======== Records for this exercise ========
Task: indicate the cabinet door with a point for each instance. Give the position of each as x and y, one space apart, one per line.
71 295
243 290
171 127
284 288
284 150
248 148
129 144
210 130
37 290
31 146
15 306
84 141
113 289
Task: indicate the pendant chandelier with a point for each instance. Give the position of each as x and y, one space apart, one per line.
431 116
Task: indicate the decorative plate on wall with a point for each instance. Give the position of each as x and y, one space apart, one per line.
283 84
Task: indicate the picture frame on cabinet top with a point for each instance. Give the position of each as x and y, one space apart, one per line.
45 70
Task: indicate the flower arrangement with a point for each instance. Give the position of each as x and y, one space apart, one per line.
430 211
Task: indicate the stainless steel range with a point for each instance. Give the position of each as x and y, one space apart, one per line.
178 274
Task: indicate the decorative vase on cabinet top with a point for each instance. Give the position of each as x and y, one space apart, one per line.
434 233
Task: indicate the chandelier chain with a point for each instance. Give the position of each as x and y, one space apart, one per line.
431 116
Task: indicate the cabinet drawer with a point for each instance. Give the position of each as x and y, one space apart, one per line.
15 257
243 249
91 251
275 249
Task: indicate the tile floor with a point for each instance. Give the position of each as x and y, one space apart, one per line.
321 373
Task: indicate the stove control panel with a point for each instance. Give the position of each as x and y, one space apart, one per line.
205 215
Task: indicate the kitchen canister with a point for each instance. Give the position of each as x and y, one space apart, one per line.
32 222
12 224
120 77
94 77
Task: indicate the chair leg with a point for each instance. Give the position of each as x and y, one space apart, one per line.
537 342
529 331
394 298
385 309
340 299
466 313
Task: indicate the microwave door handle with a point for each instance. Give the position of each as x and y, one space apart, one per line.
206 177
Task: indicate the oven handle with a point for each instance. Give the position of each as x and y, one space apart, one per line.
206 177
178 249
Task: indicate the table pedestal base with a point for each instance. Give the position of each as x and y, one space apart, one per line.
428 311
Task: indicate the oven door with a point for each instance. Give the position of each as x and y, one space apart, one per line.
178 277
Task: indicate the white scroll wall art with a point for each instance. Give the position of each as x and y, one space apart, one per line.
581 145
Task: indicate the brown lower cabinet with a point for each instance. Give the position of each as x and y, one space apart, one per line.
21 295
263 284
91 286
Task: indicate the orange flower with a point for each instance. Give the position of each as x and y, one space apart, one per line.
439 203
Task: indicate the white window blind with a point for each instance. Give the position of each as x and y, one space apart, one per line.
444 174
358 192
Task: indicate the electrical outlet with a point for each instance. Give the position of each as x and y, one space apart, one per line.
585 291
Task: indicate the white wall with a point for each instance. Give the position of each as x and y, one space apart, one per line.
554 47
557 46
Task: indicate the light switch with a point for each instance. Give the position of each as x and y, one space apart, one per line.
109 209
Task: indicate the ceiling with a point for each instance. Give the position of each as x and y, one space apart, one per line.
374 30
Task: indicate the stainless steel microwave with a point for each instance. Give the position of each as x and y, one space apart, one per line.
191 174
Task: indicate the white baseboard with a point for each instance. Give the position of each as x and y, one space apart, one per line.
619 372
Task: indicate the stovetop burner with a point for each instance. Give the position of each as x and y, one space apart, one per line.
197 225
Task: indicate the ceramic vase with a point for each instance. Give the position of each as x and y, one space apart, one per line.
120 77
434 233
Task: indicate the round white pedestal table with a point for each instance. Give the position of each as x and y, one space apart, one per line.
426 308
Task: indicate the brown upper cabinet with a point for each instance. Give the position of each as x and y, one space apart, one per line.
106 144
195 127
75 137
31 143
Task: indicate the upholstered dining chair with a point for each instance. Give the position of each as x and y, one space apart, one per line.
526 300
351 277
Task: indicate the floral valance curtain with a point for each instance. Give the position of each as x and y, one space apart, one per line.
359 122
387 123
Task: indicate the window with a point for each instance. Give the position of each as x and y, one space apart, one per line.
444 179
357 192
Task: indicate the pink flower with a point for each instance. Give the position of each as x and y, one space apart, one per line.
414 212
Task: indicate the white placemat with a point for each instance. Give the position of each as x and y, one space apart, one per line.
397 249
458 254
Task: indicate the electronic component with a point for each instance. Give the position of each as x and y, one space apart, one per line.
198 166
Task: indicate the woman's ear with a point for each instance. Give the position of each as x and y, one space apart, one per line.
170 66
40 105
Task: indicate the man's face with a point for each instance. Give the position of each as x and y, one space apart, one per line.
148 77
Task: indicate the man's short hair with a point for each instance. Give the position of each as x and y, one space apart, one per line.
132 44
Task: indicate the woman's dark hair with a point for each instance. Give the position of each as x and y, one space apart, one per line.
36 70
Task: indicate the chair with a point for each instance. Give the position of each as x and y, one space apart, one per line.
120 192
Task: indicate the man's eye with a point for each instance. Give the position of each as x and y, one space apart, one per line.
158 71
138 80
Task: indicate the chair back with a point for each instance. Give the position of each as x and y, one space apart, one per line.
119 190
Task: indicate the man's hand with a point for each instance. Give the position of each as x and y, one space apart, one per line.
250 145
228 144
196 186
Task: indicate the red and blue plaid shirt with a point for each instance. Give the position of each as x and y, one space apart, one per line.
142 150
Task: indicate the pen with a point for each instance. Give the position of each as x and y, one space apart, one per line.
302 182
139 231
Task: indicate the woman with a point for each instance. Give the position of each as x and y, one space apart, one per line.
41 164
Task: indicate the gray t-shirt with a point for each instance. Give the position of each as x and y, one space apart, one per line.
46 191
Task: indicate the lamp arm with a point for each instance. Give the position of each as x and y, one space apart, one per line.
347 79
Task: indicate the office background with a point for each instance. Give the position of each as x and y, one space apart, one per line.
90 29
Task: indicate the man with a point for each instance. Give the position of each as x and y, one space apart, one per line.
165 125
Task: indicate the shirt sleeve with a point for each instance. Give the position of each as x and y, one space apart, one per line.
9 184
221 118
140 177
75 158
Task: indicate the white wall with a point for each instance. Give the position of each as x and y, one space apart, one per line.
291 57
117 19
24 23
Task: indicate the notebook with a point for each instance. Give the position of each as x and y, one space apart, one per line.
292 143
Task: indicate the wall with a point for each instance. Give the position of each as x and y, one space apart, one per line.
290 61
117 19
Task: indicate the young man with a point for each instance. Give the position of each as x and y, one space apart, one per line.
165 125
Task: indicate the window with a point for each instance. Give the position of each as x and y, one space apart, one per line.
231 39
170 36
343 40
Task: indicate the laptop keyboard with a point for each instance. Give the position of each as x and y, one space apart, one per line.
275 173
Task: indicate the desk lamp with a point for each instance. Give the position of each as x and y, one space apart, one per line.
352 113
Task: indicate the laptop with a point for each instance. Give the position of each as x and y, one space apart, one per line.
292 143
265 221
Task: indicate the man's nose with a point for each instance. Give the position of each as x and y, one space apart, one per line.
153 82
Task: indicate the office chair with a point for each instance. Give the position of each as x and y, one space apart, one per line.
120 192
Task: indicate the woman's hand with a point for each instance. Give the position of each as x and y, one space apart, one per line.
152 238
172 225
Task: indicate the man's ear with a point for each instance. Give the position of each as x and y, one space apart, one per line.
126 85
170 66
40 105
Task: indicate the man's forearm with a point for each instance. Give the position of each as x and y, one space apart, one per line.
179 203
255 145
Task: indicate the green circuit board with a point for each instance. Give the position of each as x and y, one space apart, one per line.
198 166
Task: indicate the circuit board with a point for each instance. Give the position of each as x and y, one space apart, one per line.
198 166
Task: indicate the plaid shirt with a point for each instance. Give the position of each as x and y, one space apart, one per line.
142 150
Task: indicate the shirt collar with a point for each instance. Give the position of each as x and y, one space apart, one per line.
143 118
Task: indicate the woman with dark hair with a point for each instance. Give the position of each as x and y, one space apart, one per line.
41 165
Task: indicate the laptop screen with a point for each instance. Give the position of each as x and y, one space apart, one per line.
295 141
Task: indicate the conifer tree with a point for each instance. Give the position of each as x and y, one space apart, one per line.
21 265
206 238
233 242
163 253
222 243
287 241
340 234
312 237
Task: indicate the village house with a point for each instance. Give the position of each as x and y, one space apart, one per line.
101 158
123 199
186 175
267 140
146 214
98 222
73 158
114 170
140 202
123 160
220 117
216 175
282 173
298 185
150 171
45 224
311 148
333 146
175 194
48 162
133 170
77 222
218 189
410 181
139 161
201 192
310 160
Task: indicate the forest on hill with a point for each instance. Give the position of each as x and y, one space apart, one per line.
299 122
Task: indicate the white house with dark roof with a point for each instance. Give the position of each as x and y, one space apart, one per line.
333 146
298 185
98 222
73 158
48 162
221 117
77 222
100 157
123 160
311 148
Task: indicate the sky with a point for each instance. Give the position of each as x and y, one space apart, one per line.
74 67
========
Requirements: Your task is to write out the lines from the one with "Task: indicate the green" through the end of the records, exactly and with nothing added.

Finished exercise:
Task: indicate the green circuit board with a point for each instance. Give the position of each as x and y, one space apart, one per line.
198 166
Task: indicate the circuit board with a point for each instance. Give the position of each as x and y, one space apart, one per line.
198 166
Task: indicate the plaid shirt with a point for each instance. Give the position of each as x and y, one space apart, one per line.
142 150
Task: indicate the shirt collar with a point for each instance. Give the position of each as x and y, one space apart, one per line.
143 118
Task: indicate the woman with dark hair with a point for each instance. Give the position of each as x and y, one space apart, one per line.
41 165
Task: indicate the laptop screen with a point for each instance. Give the position of each as x and y, one space apart, one per line.
295 141
Task: indicate the conifer tree with a point for each instance. Give the position of each as x and y, one space apart, one per line.
21 265
206 238
233 242
163 253
222 243
287 241
340 234
312 237
Task: indicate the village house with a point for each instance. Give the position of each as x and y, one space apart, one per line.
101 158
123 199
186 175
267 140
146 214
98 222
73 158
114 170
140 202
123 160
220 117
216 175
282 173
298 185
150 171
45 224
311 148
333 146
175 194
48 162
133 170
77 222
218 189
410 181
139 161
201 192
310 160
Task: indicate the forest on hill with a point for each instance. Give the position of each as x and y, one space apart, one per line.
299 122
Task: indicate the white house with dark roof with a point for each instance. Give the position of each as x and y, one space apart, one per line.
333 146
298 185
98 222
73 158
48 162
221 117
77 222
100 157
123 160
311 148
Task: indicate the sky with a point for each instance. Give the position of each as x and y, one space apart, one per line.
74 67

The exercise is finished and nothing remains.